▶ **What needs to be done**: In the material below, reproduce verbatim the lines between the one holding "Give every <instance>" and the one holding "84L371 89L365 60L332", inclusive.

===== The data =====

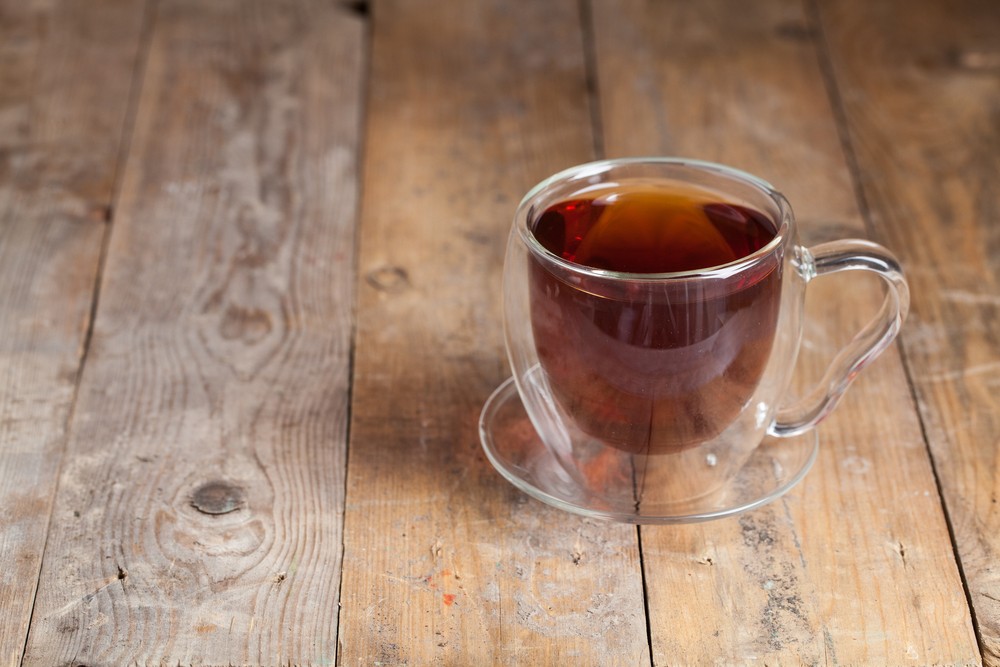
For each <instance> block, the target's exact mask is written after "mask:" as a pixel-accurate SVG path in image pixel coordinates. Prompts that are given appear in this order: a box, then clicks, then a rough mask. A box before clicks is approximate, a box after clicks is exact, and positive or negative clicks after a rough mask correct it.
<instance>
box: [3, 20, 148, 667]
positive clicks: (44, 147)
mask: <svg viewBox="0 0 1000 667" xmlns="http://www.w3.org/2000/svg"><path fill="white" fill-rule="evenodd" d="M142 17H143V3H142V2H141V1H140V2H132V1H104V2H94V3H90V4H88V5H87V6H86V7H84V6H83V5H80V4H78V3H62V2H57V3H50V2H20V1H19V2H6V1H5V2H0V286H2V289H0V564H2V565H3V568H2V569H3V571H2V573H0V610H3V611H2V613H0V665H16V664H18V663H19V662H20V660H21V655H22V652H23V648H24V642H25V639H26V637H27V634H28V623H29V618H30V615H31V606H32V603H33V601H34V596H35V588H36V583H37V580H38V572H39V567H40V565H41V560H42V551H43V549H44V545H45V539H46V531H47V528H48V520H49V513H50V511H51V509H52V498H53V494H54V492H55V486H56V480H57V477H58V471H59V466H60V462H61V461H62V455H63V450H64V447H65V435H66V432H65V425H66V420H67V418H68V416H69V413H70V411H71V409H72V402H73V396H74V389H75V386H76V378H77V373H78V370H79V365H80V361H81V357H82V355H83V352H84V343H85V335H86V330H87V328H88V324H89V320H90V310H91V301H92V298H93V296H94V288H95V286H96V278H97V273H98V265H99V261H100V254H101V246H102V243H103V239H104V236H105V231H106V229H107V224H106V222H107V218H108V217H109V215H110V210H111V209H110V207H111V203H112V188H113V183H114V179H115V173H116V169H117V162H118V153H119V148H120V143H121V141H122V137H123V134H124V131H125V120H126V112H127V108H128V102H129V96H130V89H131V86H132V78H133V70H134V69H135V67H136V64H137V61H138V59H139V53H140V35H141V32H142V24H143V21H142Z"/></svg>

=====
===== The data =====

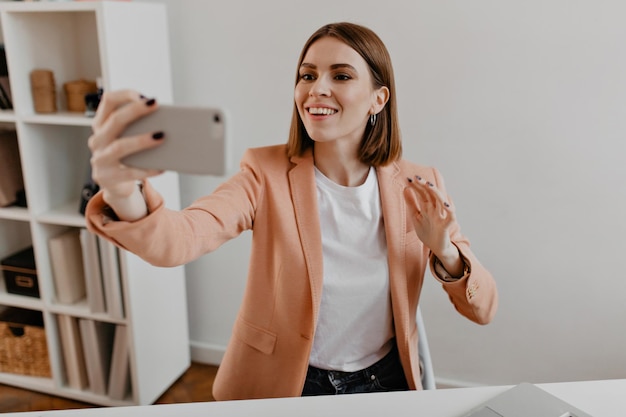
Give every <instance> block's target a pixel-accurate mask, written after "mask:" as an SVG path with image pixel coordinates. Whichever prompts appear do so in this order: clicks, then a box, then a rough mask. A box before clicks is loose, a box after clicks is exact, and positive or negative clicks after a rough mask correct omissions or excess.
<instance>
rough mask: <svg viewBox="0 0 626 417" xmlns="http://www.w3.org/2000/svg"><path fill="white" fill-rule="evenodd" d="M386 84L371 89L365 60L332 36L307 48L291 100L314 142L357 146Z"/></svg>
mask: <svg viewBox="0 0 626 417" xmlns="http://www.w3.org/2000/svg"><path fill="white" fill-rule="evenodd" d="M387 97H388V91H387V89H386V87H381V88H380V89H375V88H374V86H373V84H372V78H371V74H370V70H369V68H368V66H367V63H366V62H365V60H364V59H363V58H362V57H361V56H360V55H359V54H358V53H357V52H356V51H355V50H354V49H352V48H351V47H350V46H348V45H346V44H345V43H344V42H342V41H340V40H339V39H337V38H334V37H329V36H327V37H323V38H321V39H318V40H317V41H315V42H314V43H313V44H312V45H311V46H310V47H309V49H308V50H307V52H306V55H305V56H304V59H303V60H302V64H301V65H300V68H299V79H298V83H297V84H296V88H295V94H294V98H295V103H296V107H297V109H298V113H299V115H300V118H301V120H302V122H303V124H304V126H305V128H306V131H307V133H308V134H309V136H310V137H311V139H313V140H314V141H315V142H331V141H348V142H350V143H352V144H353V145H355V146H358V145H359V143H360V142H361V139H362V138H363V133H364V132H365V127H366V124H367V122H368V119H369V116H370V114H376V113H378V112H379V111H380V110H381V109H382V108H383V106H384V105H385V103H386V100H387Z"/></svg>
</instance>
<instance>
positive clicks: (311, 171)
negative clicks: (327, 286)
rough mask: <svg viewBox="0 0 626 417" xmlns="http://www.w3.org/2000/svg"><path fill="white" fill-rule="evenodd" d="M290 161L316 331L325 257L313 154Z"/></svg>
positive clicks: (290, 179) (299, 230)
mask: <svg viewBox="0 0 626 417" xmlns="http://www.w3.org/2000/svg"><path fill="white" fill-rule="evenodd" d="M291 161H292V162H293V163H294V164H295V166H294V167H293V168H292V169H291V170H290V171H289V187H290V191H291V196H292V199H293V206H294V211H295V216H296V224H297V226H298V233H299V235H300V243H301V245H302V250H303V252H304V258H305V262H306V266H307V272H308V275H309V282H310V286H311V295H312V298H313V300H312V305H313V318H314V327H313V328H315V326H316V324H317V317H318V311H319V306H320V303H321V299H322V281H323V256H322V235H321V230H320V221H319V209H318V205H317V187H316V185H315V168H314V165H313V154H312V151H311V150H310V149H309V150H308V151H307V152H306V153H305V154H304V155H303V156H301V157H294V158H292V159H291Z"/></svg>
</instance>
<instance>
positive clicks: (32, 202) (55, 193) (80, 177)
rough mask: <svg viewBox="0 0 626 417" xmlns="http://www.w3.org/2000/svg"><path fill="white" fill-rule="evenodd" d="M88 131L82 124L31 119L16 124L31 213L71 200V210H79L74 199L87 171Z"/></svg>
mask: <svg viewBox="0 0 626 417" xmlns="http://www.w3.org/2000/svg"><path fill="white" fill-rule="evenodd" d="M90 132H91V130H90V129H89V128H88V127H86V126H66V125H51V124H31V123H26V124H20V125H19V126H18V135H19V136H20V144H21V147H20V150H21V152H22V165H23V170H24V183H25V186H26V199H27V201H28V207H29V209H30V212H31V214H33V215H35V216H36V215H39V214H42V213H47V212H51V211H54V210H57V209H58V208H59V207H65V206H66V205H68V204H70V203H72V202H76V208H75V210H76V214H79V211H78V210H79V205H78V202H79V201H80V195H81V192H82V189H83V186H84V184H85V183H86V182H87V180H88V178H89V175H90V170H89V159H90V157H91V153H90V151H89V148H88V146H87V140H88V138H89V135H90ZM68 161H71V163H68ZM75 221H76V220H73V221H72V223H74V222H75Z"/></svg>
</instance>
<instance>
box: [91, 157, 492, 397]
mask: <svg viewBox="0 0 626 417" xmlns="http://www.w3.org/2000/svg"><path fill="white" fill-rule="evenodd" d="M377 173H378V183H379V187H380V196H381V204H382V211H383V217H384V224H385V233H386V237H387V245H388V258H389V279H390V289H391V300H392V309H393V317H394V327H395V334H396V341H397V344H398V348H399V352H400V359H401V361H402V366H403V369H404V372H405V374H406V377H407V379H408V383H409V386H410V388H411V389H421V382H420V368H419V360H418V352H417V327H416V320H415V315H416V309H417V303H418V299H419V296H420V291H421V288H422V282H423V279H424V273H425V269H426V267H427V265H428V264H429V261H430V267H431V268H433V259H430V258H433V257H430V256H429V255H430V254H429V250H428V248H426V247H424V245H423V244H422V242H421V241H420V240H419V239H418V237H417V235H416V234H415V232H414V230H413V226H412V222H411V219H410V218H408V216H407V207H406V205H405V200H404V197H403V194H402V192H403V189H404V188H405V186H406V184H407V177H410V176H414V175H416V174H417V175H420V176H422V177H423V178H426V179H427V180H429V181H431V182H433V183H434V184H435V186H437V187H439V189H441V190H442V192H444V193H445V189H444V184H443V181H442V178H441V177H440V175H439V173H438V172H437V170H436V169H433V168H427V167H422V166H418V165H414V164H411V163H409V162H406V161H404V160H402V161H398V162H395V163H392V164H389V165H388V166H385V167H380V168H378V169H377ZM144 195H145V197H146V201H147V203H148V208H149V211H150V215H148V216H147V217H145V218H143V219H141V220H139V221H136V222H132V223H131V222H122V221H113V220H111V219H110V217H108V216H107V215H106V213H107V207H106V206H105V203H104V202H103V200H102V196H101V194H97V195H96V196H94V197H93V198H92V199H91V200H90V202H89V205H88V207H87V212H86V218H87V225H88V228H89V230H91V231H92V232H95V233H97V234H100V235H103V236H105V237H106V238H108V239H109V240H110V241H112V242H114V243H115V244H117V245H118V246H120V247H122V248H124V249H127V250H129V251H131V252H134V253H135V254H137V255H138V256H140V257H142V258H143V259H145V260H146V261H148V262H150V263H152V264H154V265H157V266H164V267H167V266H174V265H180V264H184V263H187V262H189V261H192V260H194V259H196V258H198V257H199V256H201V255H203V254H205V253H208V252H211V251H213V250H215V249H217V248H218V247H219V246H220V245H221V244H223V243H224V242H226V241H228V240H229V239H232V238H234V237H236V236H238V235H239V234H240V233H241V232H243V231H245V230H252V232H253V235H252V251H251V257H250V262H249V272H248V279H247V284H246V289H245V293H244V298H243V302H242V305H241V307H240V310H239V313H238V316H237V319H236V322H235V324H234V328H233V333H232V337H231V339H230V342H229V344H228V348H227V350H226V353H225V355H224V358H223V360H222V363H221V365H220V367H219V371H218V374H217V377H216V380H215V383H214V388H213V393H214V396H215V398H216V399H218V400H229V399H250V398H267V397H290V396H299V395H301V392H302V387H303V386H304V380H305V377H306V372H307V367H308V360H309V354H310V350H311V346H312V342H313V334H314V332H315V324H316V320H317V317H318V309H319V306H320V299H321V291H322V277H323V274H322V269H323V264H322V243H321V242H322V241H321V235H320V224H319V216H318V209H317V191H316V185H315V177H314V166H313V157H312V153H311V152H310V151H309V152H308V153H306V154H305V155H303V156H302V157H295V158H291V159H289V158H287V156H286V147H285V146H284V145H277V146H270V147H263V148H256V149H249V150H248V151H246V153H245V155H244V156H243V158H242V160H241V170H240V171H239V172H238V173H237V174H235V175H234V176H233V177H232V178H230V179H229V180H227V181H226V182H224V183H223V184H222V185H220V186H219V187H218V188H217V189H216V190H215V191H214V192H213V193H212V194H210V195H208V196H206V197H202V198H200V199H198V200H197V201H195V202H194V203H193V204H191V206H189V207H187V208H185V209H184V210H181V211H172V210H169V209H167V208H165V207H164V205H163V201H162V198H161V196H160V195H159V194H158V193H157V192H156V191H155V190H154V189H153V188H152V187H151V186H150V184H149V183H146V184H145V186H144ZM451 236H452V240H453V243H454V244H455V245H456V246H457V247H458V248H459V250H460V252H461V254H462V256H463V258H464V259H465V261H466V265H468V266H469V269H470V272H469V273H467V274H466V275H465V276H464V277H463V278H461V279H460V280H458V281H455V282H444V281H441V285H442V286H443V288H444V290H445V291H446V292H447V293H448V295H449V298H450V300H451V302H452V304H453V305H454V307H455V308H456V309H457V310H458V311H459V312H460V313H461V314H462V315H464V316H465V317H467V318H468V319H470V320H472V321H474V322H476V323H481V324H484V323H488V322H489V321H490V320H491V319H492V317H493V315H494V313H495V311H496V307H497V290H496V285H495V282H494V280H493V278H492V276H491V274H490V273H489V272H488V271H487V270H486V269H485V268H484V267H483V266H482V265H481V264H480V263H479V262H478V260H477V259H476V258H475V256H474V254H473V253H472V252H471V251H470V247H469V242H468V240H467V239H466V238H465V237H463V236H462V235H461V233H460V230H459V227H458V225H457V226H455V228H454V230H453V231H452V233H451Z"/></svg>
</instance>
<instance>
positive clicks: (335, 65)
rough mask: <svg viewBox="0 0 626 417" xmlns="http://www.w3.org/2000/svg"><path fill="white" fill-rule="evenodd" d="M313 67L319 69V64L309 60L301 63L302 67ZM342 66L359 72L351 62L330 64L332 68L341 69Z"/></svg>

=====

▶ **Task response**:
Give every <instance> block's target a pixel-accurate mask, written after "mask:" as an SVG path with image pixel coordinates. Whichever prompts appear do so in this order: clicks, then a box, then a rough mask. A box before clicks is loose, a box after clicks is exact, and positive or negative clicks after a rough mask correct omissions or excess.
<instance>
rough mask: <svg viewBox="0 0 626 417" xmlns="http://www.w3.org/2000/svg"><path fill="white" fill-rule="evenodd" d="M386 84L371 89L365 60L332 36L307 48L291 100L314 142L357 146Z"/></svg>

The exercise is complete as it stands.